**Instruction 1**
In the passage on Antequera and the Jesuits in Paraguay, on what date were the Jesuits finally reinstated in their college in Asuncion?
**Instruction 2**
Pick up the passage on Antequera and the Jesuits in Paraguay after its final sentence and carry it forward.

**Text section**
★ ★ ★

Not being content with the expulsion of the Jesuits, Antequera defeated several generals sent against him by the Viceroy of Peru, and by acoup de maintook prisoner the ex-Governor Balmaceda, having surprised him in his house in Corrientes, and carried him back to Asuncion under a close guard. The usual reign of terror then began, and everything fell into confusion, till at last the King (Philip V.) in 1726 commanded that the Jesuits should be reinstated in their college in Asuncion, and that the missions should be taken from the jurisdiction of the Governors of Paraguay and placed under the control of the Governor of the River Plate, as had been previously done in the case of the other Jesuit missions beyond the Uruguay. But Spain was far away, and on one pretext or another so much delay occurred that it was not till March 18, 1728, that the Jesuits were reinstated in the college in Asuncion, which they were now fated to hold but for a little space. At last the Viceroy of Peru, the Marquess of Castel Fuerte, sent Don Bruno de Zavala with a sufficient army and six thousand Indians from the missions against the usurper Antequera, who fled for refuge to the Franciscan convent in Cordoba, where he remained, till, finding his position quite untenable, he fled to Charcas, where he was arrested, and sent to Lima to await his trial. Four years he waited in perfect liberty, going and coming about the town as it best pleased him, whilst the High Court heard evidence, wrote to Madrid, received instructions from the King, and generally displayed the incapacity which in all ages has been the chief distinctive features of every court of law.

★ ★ ★

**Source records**
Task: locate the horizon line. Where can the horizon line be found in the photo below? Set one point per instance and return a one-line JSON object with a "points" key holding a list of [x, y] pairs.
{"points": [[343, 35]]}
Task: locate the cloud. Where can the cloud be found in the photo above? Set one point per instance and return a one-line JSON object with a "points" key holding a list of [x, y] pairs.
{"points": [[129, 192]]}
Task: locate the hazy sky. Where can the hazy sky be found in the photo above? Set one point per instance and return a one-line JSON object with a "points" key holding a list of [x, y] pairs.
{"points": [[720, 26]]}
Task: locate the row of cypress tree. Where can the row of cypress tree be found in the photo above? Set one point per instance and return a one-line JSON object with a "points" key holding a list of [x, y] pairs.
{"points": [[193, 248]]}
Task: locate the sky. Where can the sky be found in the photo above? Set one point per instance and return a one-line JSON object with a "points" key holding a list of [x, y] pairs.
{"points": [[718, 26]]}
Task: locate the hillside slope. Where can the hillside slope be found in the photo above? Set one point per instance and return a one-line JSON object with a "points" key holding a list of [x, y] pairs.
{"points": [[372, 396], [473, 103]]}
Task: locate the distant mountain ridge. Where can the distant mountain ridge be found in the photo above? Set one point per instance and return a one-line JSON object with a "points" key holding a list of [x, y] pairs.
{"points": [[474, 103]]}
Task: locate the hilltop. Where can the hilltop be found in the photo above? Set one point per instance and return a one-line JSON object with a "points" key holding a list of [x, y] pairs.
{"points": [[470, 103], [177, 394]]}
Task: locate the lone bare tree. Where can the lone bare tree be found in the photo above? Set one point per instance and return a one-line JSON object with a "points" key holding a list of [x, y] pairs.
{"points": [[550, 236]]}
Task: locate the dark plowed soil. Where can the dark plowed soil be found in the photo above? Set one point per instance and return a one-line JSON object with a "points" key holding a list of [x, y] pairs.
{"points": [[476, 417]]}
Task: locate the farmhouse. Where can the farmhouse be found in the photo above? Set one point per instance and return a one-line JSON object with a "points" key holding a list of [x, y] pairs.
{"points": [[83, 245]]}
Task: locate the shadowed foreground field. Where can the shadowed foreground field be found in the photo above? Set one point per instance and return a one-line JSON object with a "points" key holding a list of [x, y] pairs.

★ ★ ★

**Expected answer 1**
March 18, 1728.

**Expected answer 2**
In 1731 an order came from Madrid to execute him, and without loss of time he was placed on a horse draped all in black, and, preceded by a herald and guarded by a troop of guards, taken out to the public square to be beheaded. But the good people of the capital, who, in the fashion of the world, would not most probably have stirred a step to save a saint, were mightily concerned to see a rogue receive his due deserts. The streets were filled with thousands crying out ‘Pardon!’ stones flew, and the affair looked so threatening that the Viceroy had to get on horseback and ride amongst the crowd to calm the tumult. The people met him with a shower of stones, and he, fearing the prisoner would escape, called on his guards to fire upon him. Four balls pierced Antequera, who fell dying from his horse into the arms of two accompanying priests. Thus the most turbulent of all the Governors of Paraguay ceased troubling, and the executioner, after having cut off his head, exhibited it to the people from the scaffold, with the usual moral aphorism as to the traitor’s fate.
The triumph of the Jesuits in Asuncion was but momentary, following the general rule of triumphs, which take their way along the street with trumpets and with drums amid the acclamations of the crowd, and then, the pageant over, the chief actors fall back again into the struggles and the commonplace of ordinary life.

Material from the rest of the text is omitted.